__Required action__
From the records that follow, copy every line in which "Exercise" appears.

__Data supplied__
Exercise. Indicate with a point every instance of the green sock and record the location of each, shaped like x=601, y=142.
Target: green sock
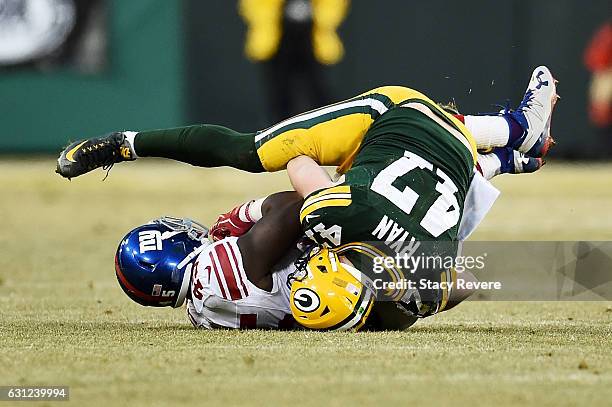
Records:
...
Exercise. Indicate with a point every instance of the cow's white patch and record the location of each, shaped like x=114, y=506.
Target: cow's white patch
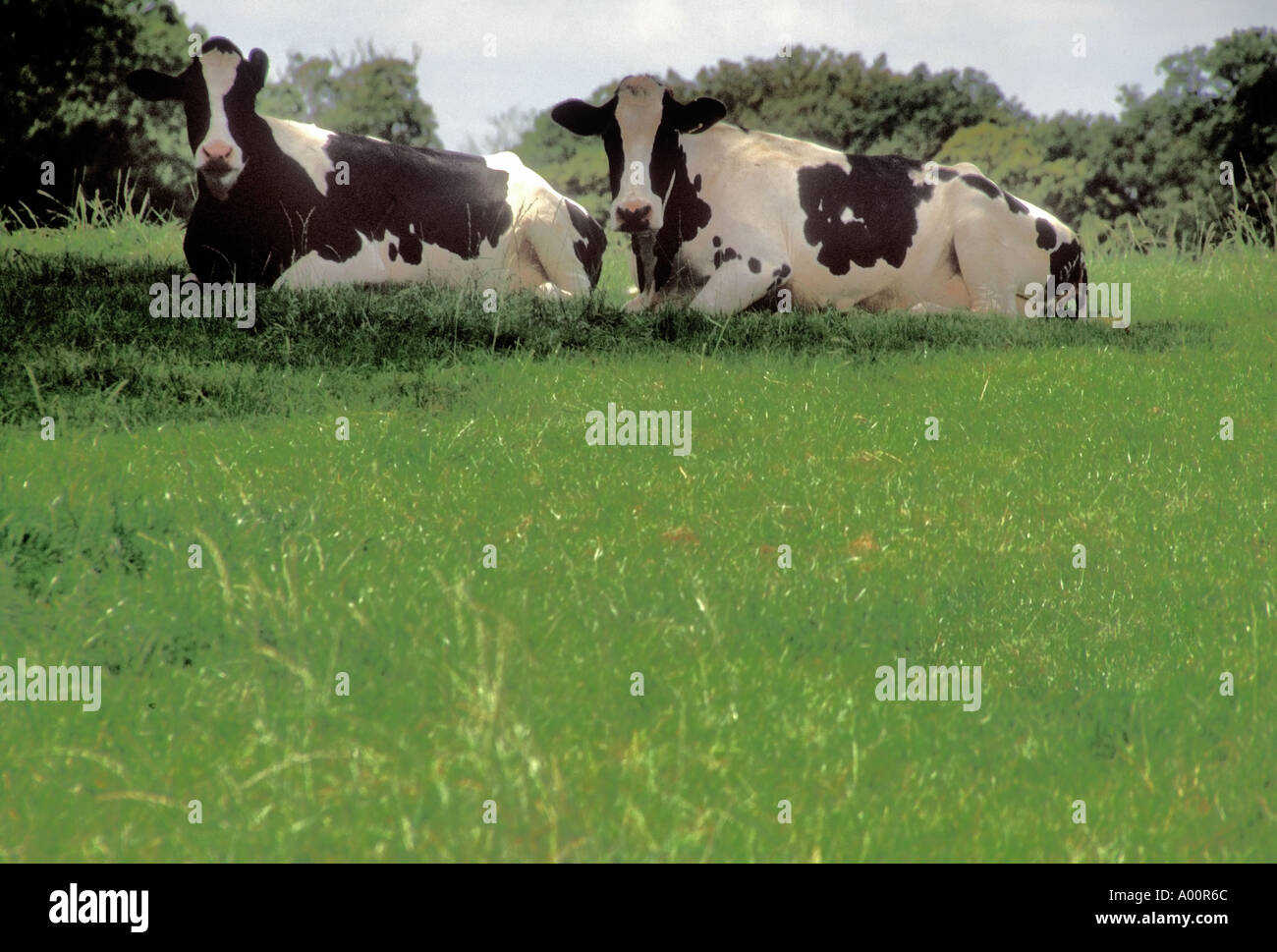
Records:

__Task solution__
Exercise. Indicate with a point every instance of the green sock and record the location of each, shaped like x=601, y=142.
Exercise. Indicate with a point every instance of the cow's white patch and record the location of each, shaped like x=114, y=506.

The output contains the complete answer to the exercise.